→ Objective: Arrange all of the rows below as a Markdown table with the columns No. and Line, numbering each row in order and omitting any blank lines.

→ Data extract:
______________________________
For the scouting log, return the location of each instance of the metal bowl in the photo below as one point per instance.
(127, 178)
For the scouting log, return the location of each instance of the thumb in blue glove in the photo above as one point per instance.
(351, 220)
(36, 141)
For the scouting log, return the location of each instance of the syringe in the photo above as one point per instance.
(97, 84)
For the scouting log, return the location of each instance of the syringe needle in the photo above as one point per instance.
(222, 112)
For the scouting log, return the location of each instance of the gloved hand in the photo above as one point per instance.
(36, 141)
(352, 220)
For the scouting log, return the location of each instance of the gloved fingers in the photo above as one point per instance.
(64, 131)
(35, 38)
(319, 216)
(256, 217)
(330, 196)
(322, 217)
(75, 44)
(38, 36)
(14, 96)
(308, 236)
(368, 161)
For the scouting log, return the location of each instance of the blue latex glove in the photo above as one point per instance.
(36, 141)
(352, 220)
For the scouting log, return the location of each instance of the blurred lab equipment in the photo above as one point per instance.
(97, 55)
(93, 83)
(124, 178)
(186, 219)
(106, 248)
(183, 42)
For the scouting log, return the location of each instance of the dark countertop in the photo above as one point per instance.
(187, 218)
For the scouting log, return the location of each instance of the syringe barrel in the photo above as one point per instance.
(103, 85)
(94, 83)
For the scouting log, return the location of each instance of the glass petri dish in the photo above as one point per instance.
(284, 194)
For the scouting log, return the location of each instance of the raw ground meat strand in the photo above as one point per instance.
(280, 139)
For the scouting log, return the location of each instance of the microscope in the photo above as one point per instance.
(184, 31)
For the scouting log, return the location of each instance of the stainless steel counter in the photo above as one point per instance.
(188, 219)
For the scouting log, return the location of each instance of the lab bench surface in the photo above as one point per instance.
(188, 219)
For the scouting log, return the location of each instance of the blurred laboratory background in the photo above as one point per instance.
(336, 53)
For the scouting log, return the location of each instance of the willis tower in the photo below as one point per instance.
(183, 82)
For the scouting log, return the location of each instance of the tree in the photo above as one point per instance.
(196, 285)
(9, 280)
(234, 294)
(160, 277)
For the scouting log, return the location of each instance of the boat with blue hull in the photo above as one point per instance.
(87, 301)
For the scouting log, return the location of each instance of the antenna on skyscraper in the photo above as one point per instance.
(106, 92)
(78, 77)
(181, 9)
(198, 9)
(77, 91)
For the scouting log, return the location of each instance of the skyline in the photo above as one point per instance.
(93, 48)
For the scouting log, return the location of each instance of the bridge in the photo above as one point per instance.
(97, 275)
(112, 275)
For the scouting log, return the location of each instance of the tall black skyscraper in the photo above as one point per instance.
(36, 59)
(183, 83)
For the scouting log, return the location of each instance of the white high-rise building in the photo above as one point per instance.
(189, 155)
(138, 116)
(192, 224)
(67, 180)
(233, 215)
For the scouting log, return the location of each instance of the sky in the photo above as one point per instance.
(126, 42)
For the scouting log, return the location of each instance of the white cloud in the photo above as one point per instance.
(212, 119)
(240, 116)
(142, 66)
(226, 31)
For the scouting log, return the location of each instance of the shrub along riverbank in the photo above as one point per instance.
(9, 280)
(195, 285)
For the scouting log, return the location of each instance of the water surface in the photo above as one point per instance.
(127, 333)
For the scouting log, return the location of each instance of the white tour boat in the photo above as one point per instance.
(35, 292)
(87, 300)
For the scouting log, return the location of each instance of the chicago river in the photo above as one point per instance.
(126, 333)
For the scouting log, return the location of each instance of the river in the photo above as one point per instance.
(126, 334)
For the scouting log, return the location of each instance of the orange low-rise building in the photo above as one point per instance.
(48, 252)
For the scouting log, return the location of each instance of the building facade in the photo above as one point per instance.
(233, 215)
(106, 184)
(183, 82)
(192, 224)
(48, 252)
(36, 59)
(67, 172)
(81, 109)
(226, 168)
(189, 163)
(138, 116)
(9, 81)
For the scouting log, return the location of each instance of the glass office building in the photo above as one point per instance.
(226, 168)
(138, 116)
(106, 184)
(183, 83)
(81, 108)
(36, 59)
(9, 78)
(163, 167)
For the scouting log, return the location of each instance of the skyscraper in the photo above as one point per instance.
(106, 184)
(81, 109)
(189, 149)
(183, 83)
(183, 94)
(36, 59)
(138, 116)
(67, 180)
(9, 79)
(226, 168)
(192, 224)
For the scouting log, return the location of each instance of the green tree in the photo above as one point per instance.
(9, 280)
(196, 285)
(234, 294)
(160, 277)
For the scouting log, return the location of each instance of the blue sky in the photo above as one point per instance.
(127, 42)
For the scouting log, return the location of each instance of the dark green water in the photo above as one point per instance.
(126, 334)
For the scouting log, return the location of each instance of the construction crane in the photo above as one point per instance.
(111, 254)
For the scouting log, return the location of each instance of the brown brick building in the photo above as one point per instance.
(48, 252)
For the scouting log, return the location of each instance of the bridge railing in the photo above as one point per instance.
______________________________
→ Answer for the task:
| No. | Line |
|---|---|
| 1 | For the scouting log, return the location of each instance of the metal bowl in the photo below as one point per instance. |
| 2 | (127, 178) |
| 3 | For the scouting log, return the location of each instance of the thumb in blue glove in the photo above as one point per instance. |
| 4 | (351, 220) |
| 5 | (36, 141) |
| 6 | For the scouting log, return the location of each instance of the syringe in the photo above as one point per instance. |
| 7 | (97, 84) |
| 8 | For the scouting log, return the location of each instance of the syringe needle in the photo above as one point per instance. |
| 9 | (222, 112) |
| 10 | For the scouting log, return the location of each instance of the gloved hand in the photo above as one point per instance. |
| 11 | (36, 141) |
| 12 | (352, 220) |
| 13 | For the scouting log, return the location of each instance of the gloved fingers in the photo above as one point per instance. |
| 14 | (64, 131) |
| 15 | (35, 38) |
| 16 | (319, 216) |
| 17 | (256, 217) |
| 18 | (330, 196) |
| 19 | (322, 217) |
| 20 | (75, 44) |
| 21 | (38, 36) |
| 22 | (14, 96) |
| 23 | (308, 236) |
| 24 | (368, 161) |
| 25 | For the scouting log, return the location of each instance of the blue latex glove in the photo above as one point per instance. |
| 26 | (36, 141) |
| 27 | (352, 220) |
| 28 | For the scouting log, return the location of each instance of the blurred lab equipment in the photo above as one point per instance. |
| 29 | (97, 55) |
| 30 | (93, 83) |
| 31 | (124, 178) |
| 32 | (186, 219) |
| 33 | (106, 248) |
| 34 | (183, 42) |
| 35 | For the scouting log, return the location of each instance of the dark countertop in the photo above as one point per instance. |
| 36 | (187, 218) |
| 37 | For the scouting log, return the location of each instance of the syringe barrel in the photo above as one point per instance. |
| 38 | (103, 85) |
| 39 | (94, 83) |
| 40 | For the scouting log, return the location of each instance of the glass petri dish in the photo above as one point per instance. |
| 41 | (284, 194) |
| 42 | For the scouting log, return the location of each instance of the raw ground meat strand in the photo above as one point per instance. |
| 43 | (280, 139) |
| 44 | For the scouting log, return the location of each instance of the microscope in the photo above as one point per instance. |
| 45 | (184, 31) |
| 46 | For the scouting log, return the location of each instance of the stainless steel counter in the photo above as one point per instance. |
| 47 | (188, 219) |
| 48 | For the scouting log, return the location of each instance of the lab bench surface in the photo above as one point per instance. |
| 49 | (188, 219) |
| 50 | For the scouting log, return the location of each instance of the blurred laboratory background in the photo above as one point per instance. |
| 51 | (336, 53) |
| 52 | For the scouting log, return the location of each instance of the willis tower in the photo below as one point per instance. |
| 53 | (183, 82) |
| 54 | For the scouting log, return the location of each instance of the tree in the photo above as one point per instance. |
| 55 | (196, 285) |
| 56 | (9, 280) |
| 57 | (234, 294) |
| 58 | (160, 277) |
| 59 | For the scouting log, return the location of each instance of the boat with blue hull in the photo above as one point per instance. |
| 60 | (87, 301) |
| 61 | For the scouting log, return the location of each instance of the antenna on skyscraper in the photo above as one point per instance. |
| 62 | (106, 92) |
| 63 | (78, 77) |
| 64 | (181, 9) |
| 65 | (198, 9) |
| 66 | (77, 91) |
| 67 | For the scouting log, return the location of each instance of the skyline in the photo above as one point per instance. |
| 68 | (93, 48) |
| 69 | For the scouting log, return the location of each instance of the bridge in the photo above as one point per instance. |
| 70 | (97, 275) |
| 71 | (112, 275) |
| 72 | For the scouting log, return the location of each instance of the tall black skyscraper in the photo above as one point per instance. |
| 73 | (36, 59) |
| 74 | (183, 83) |
| 75 | For the scouting log, return the location of each instance of the white high-rise building in the photo above as one point per instance. |
| 76 | (189, 155) |
| 77 | (138, 116) |
| 78 | (192, 224) |
| 79 | (67, 180) |
| 80 | (233, 215) |
| 81 | For the scouting log, return the location of each instance of the sky in the photo above as one point per instance. |
| 82 | (126, 42) |
| 83 | For the scouting log, return the location of each instance of the white cloud in the photo above as one point per instance. |
| 84 | (212, 119) |
| 85 | (240, 116) |
| 86 | (142, 66) |
| 87 | (226, 31) |
| 88 | For the scouting log, return the location of each instance of the shrub along riverbank in the photo above as one point per instance. |
| 89 | (9, 280) |
| 90 | (195, 285) |
| 91 | For the scouting log, return the location of each instance of the water surface in the photo above as one point per instance. |
| 92 | (127, 333) |
| 93 | For the scouting log, return the location of each instance of the white tour boat in the photo above as one point per instance. |
| 94 | (35, 292) |
| 95 | (87, 300) |
| 96 | For the scouting log, return the location of each instance of the chicago river in the photo above as one point per instance. |
| 97 | (126, 333) |
| 98 | For the scouting log, return the location of each instance of the river in the photo above as one point per instance. |
| 99 | (126, 334) |
| 100 | For the scouting log, return the location of each instance of the orange low-rise building in the photo above as one point per instance. |
| 101 | (48, 252) |
| 102 | For the scouting log, return the location of each instance of the building facade in the photo above as one point per instance. |
| 103 | (233, 215) |
| 104 | (106, 184) |
| 105 | (183, 82) |
| 106 | (192, 224) |
| 107 | (48, 252) |
| 108 | (36, 59) |
| 109 | (67, 172) |
| 110 | (81, 109) |
| 111 | (226, 168) |
| 112 | (189, 163) |
| 113 | (138, 116) |
| 114 | (9, 81) |
| 115 | For the scouting log, return the location of each instance of the glass office building in the photo above as one point per instance. |
| 116 | (226, 168) |
| 117 | (138, 116) |
| 118 | (106, 184) |
| 119 | (183, 83) |
| 120 | (81, 108) |
| 121 | (36, 59) |
| 122 | (9, 78) |
| 123 | (163, 167) |
| 124 | For the scouting log, return the location of each instance of the skyscraper in the photo above as one point per instance. |
| 125 | (106, 184) |
| 126 | (81, 109) |
| 127 | (189, 149) |
| 128 | (183, 83) |
| 129 | (183, 94) |
| 130 | (36, 59) |
| 131 | (138, 116) |
| 132 | (67, 180) |
| 133 | (9, 79) |
| 134 | (226, 168) |
| 135 | (192, 224) |
| 136 | For the scouting log, return the location of each instance of the green tree in the photo above as one point per instance. |
| 137 | (9, 280) |
| 138 | (196, 285) |
| 139 | (234, 294) |
| 140 | (160, 277) |
| 141 | For the scouting log, return the location of each instance of the blue sky in the photo above as one point per instance. |
| 142 | (127, 42) |
| 143 | For the scouting log, return the location of each instance of the dark green water in the photo above as one point per instance. |
| 144 | (126, 334) |
| 145 | For the scouting log, return the location of each instance of the construction crane in the photo above as one point per instance. |
| 146 | (111, 254) |
| 147 | For the scouting log, return the location of each instance of the brown brick building in the photo above as one point per instance. |
| 148 | (48, 252) |
| 149 | For the scouting log, return the location of each instance of the bridge railing in the photo above as one point per instance. |